-- Start INPUT FOR THIS TASK --

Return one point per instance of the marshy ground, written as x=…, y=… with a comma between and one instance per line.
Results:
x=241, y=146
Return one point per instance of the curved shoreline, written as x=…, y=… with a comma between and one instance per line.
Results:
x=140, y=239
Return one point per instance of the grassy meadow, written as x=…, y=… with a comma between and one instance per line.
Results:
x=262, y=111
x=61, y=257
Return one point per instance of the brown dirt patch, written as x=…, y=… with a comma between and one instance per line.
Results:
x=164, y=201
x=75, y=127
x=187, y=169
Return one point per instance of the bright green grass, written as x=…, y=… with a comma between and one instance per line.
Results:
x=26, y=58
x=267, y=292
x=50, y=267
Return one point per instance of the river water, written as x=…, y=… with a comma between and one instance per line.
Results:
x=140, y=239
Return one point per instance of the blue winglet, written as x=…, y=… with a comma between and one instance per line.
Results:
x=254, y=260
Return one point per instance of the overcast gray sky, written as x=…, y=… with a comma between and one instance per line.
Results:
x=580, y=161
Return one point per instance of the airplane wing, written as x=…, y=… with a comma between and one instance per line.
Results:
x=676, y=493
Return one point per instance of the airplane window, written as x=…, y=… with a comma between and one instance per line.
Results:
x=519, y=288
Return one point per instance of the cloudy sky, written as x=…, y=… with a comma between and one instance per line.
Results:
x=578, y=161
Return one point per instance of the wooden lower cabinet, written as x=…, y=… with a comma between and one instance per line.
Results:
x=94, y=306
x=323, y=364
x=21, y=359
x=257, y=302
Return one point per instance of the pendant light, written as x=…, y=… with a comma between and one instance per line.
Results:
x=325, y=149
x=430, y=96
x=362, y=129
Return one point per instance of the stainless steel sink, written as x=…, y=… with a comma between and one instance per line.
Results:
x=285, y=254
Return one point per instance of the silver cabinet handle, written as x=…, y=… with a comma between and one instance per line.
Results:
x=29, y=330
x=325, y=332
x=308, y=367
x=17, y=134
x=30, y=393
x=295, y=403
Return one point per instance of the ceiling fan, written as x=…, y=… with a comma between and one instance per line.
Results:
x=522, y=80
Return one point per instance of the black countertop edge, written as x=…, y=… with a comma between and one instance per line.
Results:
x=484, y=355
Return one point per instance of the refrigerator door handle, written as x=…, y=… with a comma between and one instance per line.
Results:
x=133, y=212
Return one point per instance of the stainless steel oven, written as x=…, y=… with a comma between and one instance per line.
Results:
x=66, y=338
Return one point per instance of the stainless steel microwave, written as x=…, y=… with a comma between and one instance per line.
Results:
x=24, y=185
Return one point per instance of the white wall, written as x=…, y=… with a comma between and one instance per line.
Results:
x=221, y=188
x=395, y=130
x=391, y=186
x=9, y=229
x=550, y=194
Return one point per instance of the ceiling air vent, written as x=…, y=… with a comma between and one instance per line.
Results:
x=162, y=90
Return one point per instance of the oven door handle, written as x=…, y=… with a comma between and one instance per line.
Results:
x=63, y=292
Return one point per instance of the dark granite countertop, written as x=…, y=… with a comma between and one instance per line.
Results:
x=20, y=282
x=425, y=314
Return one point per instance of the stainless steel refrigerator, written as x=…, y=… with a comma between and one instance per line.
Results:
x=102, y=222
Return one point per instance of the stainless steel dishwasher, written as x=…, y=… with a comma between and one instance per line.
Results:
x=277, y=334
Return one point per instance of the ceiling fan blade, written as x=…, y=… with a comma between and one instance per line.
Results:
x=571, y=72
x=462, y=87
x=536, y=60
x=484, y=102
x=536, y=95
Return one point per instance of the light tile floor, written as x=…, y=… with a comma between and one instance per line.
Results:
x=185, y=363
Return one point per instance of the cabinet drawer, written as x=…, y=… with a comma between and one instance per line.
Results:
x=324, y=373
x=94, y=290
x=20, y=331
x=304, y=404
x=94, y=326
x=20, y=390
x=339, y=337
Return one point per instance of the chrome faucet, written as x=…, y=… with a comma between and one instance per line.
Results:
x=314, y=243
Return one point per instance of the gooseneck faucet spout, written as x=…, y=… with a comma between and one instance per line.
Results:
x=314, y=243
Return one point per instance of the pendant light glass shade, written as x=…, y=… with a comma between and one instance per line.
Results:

-- End INPUT FOR THIS TASK --

▶ **WHAT THE TASK ASKS**: Rewrite every line in the part that opens with the line containing "Return one point per instance of the ceiling fan blade, written" and closes with the line containing "x=339, y=337", with each x and y coordinate value under "Results:" multiplied by 1.7 and rounded to a whole number, halves rounded up. Leave all other lines as they are, including the x=…, y=… pattern inside them.

▶ **TASK OUTPUT**:
Return one point per instance of the ceiling fan blade, written as x=…, y=… with a comma between and one instance per line.
Results:
x=971, y=122
x=785, y=148
x=911, y=102
x=823, y=173
x=911, y=162
Return one point per instance of the light tile floor, written as x=…, y=… with a comma between and one instance per line.
Results:
x=315, y=617
Return one point per instance of the cabinet drawer, written as x=…, y=… with a comma between and one instance per line.
Results:
x=551, y=634
x=160, y=493
x=34, y=563
x=517, y=687
x=160, y=554
x=34, y=663
x=576, y=573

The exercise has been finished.